— Start of Given data —

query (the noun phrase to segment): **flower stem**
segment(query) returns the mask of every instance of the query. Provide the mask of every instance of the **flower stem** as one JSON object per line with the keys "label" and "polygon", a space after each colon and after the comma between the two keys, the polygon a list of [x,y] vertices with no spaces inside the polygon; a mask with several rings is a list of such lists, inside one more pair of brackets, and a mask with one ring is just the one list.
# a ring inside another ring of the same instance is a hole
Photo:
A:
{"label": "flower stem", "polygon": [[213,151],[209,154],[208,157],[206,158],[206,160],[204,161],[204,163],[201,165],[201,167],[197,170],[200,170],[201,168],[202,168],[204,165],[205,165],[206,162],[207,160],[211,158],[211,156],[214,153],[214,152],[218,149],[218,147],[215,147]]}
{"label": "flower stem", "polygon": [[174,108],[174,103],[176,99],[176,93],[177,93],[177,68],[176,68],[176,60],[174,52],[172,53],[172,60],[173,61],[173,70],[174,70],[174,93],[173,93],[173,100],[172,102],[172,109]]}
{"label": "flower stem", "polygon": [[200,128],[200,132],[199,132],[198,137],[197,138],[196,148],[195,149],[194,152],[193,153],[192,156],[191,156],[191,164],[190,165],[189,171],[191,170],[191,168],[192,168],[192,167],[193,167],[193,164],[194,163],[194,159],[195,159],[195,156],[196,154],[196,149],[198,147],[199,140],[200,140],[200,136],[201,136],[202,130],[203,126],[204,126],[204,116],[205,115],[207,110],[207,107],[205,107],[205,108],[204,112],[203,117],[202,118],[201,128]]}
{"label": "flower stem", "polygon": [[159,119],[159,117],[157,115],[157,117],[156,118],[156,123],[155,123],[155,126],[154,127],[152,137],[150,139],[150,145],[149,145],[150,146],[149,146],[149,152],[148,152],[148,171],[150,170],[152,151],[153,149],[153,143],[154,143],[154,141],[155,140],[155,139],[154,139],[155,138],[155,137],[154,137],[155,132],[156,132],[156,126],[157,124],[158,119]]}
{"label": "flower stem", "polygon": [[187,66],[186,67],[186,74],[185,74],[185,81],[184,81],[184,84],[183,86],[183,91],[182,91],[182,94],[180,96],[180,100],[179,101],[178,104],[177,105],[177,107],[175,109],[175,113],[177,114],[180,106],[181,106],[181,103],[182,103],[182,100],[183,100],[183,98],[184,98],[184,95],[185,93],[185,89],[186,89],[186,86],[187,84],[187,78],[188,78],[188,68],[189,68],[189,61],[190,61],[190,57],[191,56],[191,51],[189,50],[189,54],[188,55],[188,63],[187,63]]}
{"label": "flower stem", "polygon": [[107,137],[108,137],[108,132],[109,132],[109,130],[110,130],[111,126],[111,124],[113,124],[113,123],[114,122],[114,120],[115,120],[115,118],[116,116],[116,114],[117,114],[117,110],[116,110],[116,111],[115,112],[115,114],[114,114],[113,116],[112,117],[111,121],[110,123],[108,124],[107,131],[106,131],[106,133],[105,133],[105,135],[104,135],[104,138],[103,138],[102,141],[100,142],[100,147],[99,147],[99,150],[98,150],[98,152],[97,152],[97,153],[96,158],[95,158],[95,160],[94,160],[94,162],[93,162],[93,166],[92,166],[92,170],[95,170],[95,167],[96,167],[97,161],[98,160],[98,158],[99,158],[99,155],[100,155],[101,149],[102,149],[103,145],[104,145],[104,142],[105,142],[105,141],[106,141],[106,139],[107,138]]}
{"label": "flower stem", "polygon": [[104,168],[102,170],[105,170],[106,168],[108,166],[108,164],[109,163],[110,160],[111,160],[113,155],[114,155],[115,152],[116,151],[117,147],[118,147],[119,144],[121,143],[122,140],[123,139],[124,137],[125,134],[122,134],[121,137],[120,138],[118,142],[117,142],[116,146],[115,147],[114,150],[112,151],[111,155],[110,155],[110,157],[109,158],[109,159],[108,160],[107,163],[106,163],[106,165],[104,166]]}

— End of Given data —

_Task description_
Lay out the data above as a Markdown table with two columns, "Row" for the row number and "Entry" for the line. Leave out blank lines.

_Full response_
| Row | Entry |
|---|---|
| 1 | query (the noun phrase to segment): **flower stem** |
| 2 | segment(query) returns the mask of every instance of the query. Provide the mask of every instance of the **flower stem** as one JSON object per line with the keys "label" and "polygon", a space after each colon and after the comma between the two keys, the polygon a list of [x,y] vertices with no spaces inside the polygon; a mask with several rings is a list of such lists, inside one more pair of brackets, and a mask with one ring is just the one list. |
| 3 | # a ring inside another ring of the same instance is a hole |
| 4 | Photo: |
| 5 | A: |
| 6 | {"label": "flower stem", "polygon": [[213,151],[209,154],[208,157],[206,158],[206,160],[204,161],[204,163],[201,165],[201,167],[197,170],[200,170],[201,168],[202,168],[204,165],[205,165],[206,162],[207,160],[211,158],[211,156],[214,153],[214,152],[218,149],[218,147],[215,147]]} |
| 7 | {"label": "flower stem", "polygon": [[174,108],[174,103],[176,99],[176,93],[177,93],[177,68],[176,68],[176,60],[174,52],[172,53],[172,60],[173,61],[173,70],[174,70],[174,93],[173,93],[173,100],[172,102],[172,109]]} |
| 8 | {"label": "flower stem", "polygon": [[200,128],[200,132],[199,132],[198,137],[197,138],[196,148],[195,149],[194,152],[193,153],[192,156],[191,156],[191,164],[190,165],[189,171],[191,170],[191,168],[192,168],[192,167],[193,167],[193,164],[194,163],[194,159],[195,159],[195,156],[196,154],[196,149],[198,147],[199,140],[200,140],[200,136],[201,136],[202,130],[203,126],[204,126],[204,116],[205,115],[207,110],[207,107],[205,107],[205,108],[204,112],[203,117],[202,118],[201,128]]} |
| 9 | {"label": "flower stem", "polygon": [[159,119],[159,117],[157,115],[157,117],[156,118],[156,123],[155,123],[155,126],[154,127],[152,137],[150,139],[150,145],[149,145],[150,146],[149,146],[149,152],[148,152],[148,171],[150,170],[152,151],[153,149],[153,143],[154,143],[154,141],[155,140],[155,139],[154,139],[155,138],[155,137],[154,137],[155,132],[156,132],[156,126],[157,124],[158,119]]} |
| 10 | {"label": "flower stem", "polygon": [[187,66],[186,67],[186,74],[185,74],[185,81],[184,81],[184,84],[183,86],[183,91],[182,91],[182,94],[180,96],[180,100],[179,101],[178,104],[177,105],[177,107],[175,109],[175,113],[177,114],[180,106],[181,106],[181,103],[182,103],[182,100],[183,100],[183,98],[184,98],[184,95],[185,93],[185,89],[186,89],[186,86],[187,84],[187,78],[188,78],[188,68],[189,68],[189,61],[190,61],[190,57],[191,56],[191,51],[189,50],[189,54],[188,55],[188,63],[187,63]]} |
| 11 | {"label": "flower stem", "polygon": [[107,137],[108,137],[108,132],[109,132],[109,130],[110,130],[111,126],[111,124],[113,124],[113,123],[114,122],[114,120],[115,120],[115,118],[116,116],[116,114],[117,114],[117,110],[116,110],[116,111],[115,112],[115,114],[114,114],[113,116],[112,117],[111,121],[110,123],[108,124],[107,131],[106,131],[106,133],[105,133],[105,135],[104,135],[104,138],[103,138],[102,141],[100,142],[100,147],[99,147],[99,150],[98,150],[98,152],[97,152],[97,153],[96,158],[95,158],[95,160],[94,160],[94,162],[93,162],[93,166],[92,166],[92,170],[95,170],[95,167],[96,167],[97,161],[98,160],[98,158],[99,158],[99,155],[100,155],[101,149],[102,149],[103,145],[104,145],[104,142],[105,142],[105,141],[106,141],[106,139],[107,138]]} |
| 12 | {"label": "flower stem", "polygon": [[104,168],[102,170],[105,170],[106,168],[108,166],[108,164],[109,163],[110,160],[111,160],[113,155],[114,155],[115,152],[116,151],[117,147],[118,147],[119,144],[121,143],[122,140],[123,139],[124,137],[125,134],[122,134],[121,137],[120,138],[118,142],[117,142],[116,146],[115,147],[114,150],[112,151],[111,155],[110,155],[110,157],[109,158],[109,159],[108,160],[107,163],[106,163],[106,165],[104,166]]} |